### [QUOTED PASSAGE]
= Terminal mode =

Possible state of a terminal device in Unix-like systems

A terminal mode is one of a set of possible states of a terminal or pseudo terminal character device in Unix-like systems and determines how characters written to the terminal are interpreted. In cooked mode data is preprocessed before being given to a program, while raw mode passes the data as-is to the program without interpreting any of the special characters.

The system intercepts special characters in cooked mode and interprets special meaning from them. Backspace, delete, and Control-D are typically used to enable line-editing for the input to the running programs, and other control characters such as Control-C and Control-Z are used for job control or associated with other signals. The precise definition of what constitutes a cooked mode is operating system-specific.

### [PROVIDED DATA]

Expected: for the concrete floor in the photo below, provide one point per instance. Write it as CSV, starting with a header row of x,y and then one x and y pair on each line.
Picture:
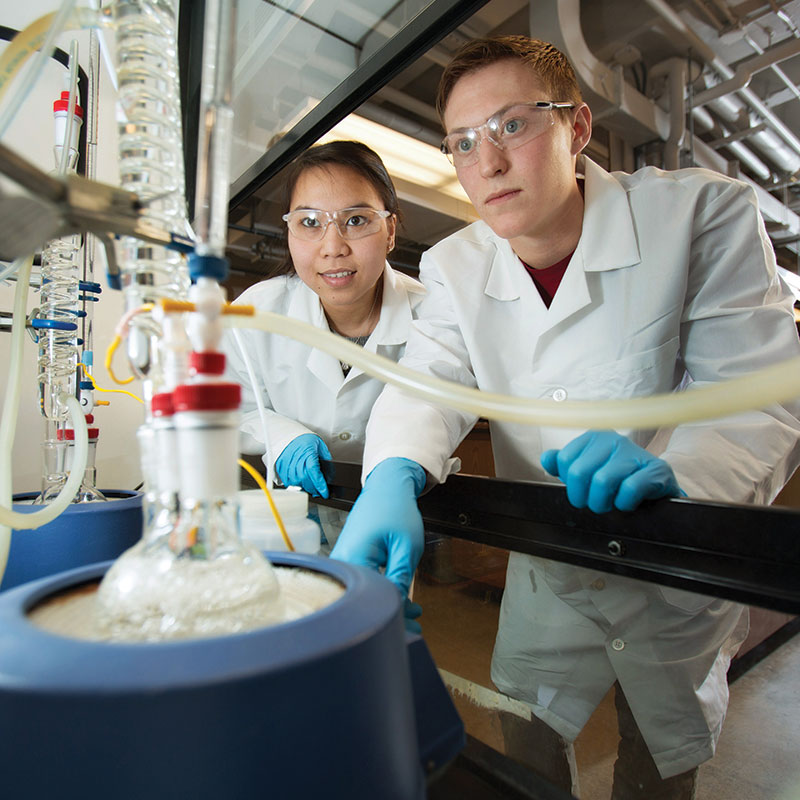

### [PROBLEMS]
(a) In the terminal mode text, what does raw mode do with data?
(b) Carry on the text about terminal modes from the point where it stops.
This data was drawn from a different source than the text.

### [EXERCISE RESPONSES]
(a) Raw mode passes the data as-is to the program without interpreting any of the special characters.

(b)
For example, if "ABC<Backspace>D" is given as an input to a program through a terminal character device in cooked mode, the program gets "ABD". But, if the terminal is in raw mode, the program gets the characters "ABC" followed by the Backspace character and followed by "D". In cooked mode, the terminal line discipline processes the characters "ABC<Backspace>D" and presents only the result ("ABD") to the program.

Technically, the term cooked mode should be associated only with streams that have a terminal line discipline, but generally it is applied to any system that does some amount of preprocessing.

==cbreak mode==

cbreak mode (sometimes called rare mode) is a mode between raw mode and cooked mode. Unlike cooked mode, it works with single characters at a time, rather than forcing a wait for a whole line and then feeding the line in all at once. Unlike raw mode, keystrokes like abort (usually Control-C) are still processed by the terminal and will interrupt the process.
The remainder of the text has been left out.